Records supplied
::::

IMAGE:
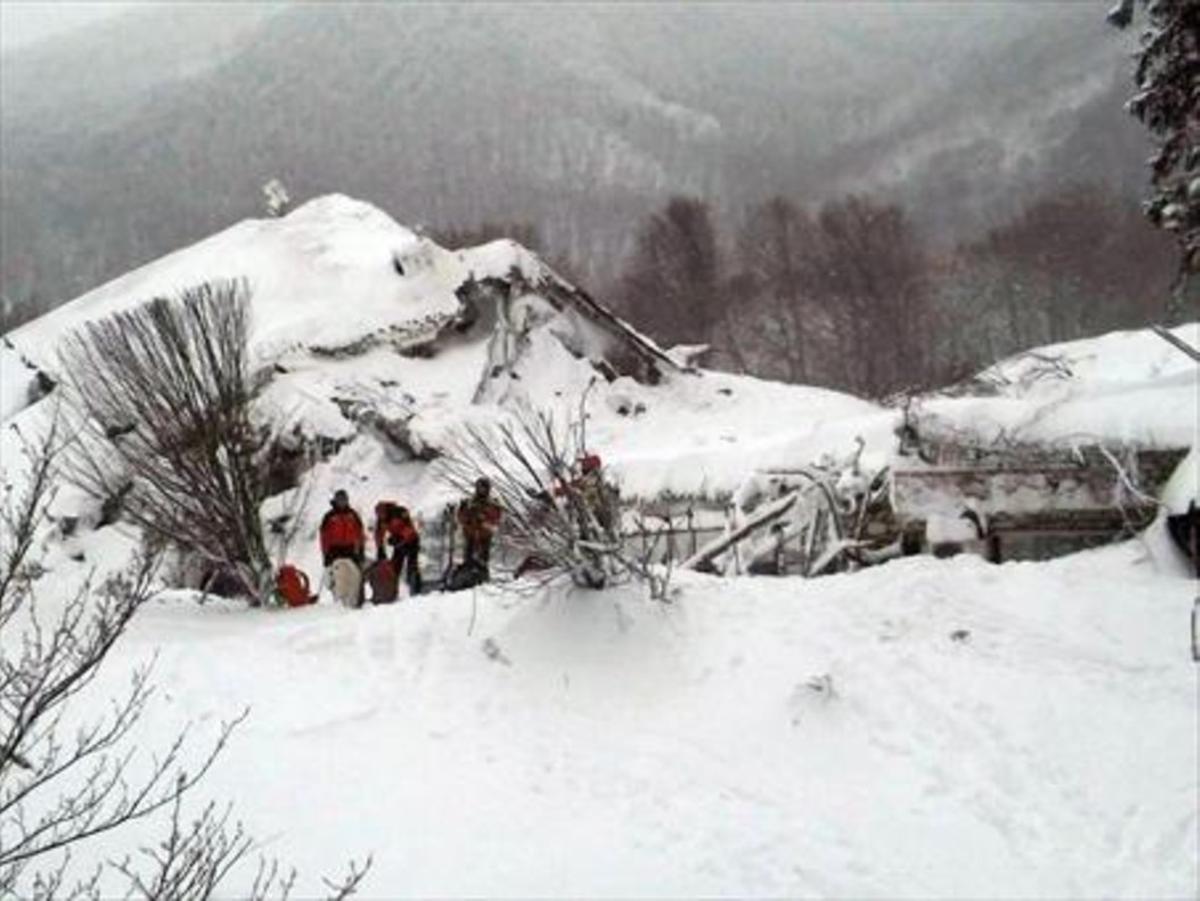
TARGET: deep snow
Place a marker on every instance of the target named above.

::::

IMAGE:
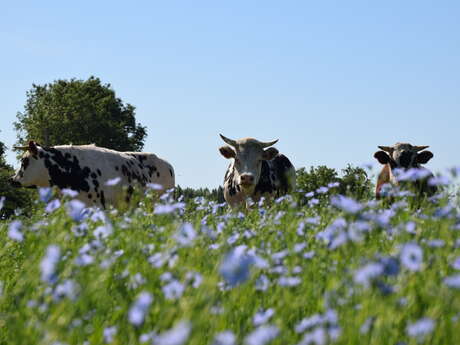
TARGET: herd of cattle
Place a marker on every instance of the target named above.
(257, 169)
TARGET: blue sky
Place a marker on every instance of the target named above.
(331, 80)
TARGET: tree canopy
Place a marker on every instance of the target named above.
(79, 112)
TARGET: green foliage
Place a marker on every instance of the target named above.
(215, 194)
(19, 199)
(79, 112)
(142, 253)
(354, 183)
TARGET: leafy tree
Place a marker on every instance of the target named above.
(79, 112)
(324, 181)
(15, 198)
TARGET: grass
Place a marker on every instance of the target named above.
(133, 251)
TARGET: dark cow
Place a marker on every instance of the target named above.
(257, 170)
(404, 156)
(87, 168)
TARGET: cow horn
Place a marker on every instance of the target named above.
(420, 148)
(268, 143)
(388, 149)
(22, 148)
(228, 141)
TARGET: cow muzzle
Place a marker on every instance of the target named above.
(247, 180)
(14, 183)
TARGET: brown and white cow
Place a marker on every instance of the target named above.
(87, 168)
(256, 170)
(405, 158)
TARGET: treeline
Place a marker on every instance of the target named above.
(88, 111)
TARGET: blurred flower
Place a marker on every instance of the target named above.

::::

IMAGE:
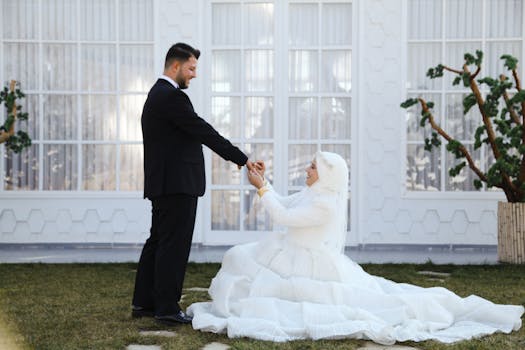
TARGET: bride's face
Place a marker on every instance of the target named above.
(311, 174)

::::

The required output is the stretch of entries above from the line containing "TARGET: blue sky" through the line containing "TARGET: cow muzzle", reproduced exactly.

Answer to this exercise
TARGET: blue sky
Place a marker on every instance of the target named above.
(331, 80)
TARGET: tree canopy
Place a marker on every instance of the target named above.
(79, 112)
TARGET: green foliage
Place a marker on every instance of the target named above.
(215, 194)
(19, 199)
(79, 112)
(142, 253)
(354, 183)
TARGET: leafy tree
Place a marker on every instance of the target named above.
(79, 112)
(324, 181)
(15, 198)
TARGET: grass
Place a marker on every instance of the target named above.
(133, 251)
TARGET: dark cow
Place a marker on every instance of the target named above.
(257, 170)
(404, 156)
(87, 168)
TARGET: cow horn
Place a marker on every instance of the target named above.
(420, 148)
(268, 143)
(388, 149)
(22, 148)
(228, 141)
TARGET: cow muzzle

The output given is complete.